# Directions
In the piece on working dads, rewrite the stretch from "With the increase" through "these new roles.", replacing "burnout" with "exhaustion".

# Selected extract
——————————
A Shift for Working Dads

In honor of Father’s Day this year, it feels appropriate to acknowledge the post-pandemic cultural shift going on: With hybrid and remote work on the rise, working fathers are spending more time caregiving and doing household tasks.

As a big supporter of equity in the home, I can’t help but cheer. But as a mental health professional, it would not be quite right to declare this an outright victory.

With the increase of responsibilities at home and ever-more diffuse boundaries between “life” and “work,” the fathers to whom I’m speaking are reporting how much they love their deepened connection to their family, absolutely. But they are also reporting increased levels of stress, if not outright burnout, as they juggle these new roles.

Individuals 

I see men only as part of my couples’ counseling, not as individual clients, so I want to take this opportunity to address the working dads who are negotiating new roles at home. First of all, I see you. It can be hard to support your partner and look after your own needs. I hear many new dads say they don’t feel like they can ask for help or have a right to complain about their own postpartum issues – which seem like nothing compared to what their partner went through in childbirth.

To that, I’ll state a statistic that bears repeating: one in 10 dads experience PMADs (perinatal mood and anxiety disorders), a number that has likely gone up since the pandemic. If you’re feeling stress, anxiety, depression, mood swings – please, absolutely, seek help. You can’t pour from an empty cup, so if you want to support your partner, put in the time and care for yourself.
——————————
# Records supplied
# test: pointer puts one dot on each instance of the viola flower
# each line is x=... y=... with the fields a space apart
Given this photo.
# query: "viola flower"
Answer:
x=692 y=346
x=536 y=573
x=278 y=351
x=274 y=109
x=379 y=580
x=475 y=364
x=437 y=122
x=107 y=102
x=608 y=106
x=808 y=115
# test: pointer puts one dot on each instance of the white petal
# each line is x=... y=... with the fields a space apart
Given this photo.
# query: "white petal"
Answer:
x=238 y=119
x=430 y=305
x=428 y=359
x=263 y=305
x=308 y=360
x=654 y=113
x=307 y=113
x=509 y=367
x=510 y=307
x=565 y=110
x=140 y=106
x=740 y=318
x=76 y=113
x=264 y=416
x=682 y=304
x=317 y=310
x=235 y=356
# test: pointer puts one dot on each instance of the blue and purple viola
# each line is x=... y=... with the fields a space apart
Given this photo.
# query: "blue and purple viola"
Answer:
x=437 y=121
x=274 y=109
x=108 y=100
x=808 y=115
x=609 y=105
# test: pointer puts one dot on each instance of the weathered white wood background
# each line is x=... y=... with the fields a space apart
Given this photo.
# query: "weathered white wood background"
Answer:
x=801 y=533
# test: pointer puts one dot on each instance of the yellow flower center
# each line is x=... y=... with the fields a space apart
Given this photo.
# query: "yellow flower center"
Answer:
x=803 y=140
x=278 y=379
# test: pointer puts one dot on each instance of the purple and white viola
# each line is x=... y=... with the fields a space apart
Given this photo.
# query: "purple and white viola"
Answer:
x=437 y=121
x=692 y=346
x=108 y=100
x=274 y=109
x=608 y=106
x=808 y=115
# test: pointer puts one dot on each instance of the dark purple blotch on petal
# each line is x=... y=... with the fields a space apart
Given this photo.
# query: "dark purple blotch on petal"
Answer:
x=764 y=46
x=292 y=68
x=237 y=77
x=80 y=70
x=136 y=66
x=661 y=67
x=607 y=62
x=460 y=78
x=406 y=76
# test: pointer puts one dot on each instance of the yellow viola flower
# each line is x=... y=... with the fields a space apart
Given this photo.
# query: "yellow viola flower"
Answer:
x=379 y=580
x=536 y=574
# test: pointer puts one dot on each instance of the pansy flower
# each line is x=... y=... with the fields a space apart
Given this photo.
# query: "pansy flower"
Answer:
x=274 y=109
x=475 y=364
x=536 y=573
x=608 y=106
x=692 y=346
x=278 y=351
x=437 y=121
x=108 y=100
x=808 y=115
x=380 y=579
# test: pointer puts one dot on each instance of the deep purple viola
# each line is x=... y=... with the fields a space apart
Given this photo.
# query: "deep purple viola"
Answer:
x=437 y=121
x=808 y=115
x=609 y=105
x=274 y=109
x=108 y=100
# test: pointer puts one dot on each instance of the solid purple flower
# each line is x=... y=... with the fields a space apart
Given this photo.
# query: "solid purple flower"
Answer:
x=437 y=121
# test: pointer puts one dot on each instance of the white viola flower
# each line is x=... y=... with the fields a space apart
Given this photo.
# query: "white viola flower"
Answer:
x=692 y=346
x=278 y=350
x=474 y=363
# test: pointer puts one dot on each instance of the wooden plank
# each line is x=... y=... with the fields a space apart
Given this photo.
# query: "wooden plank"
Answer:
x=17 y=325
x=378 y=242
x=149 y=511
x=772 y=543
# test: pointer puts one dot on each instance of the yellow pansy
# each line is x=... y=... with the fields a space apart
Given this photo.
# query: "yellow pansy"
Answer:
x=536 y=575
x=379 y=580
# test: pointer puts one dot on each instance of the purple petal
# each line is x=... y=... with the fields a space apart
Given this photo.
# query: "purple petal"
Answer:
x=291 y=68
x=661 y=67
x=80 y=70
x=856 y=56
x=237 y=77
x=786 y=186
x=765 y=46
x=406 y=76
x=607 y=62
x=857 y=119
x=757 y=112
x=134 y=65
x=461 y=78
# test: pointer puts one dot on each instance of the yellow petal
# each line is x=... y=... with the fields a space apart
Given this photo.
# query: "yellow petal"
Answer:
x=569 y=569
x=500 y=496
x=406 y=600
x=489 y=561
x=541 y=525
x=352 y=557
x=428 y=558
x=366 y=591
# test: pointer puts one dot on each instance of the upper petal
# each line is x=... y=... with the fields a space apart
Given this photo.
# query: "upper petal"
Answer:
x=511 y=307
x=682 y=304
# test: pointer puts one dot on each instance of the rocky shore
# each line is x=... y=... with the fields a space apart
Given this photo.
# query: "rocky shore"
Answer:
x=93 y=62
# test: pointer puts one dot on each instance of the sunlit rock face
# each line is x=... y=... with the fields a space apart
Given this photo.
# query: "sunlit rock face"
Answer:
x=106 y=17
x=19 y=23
——————————
# Solution
With the increase of responsibilities at home and ever-more diffuse boundaries between “life” and “work,” the fathers to whom I’m speaking are reporting how much they love their deepened connection to their family, absolutely. But they are also reporting increased levels of stress, if not outright exhaustion, as they juggle these new roles.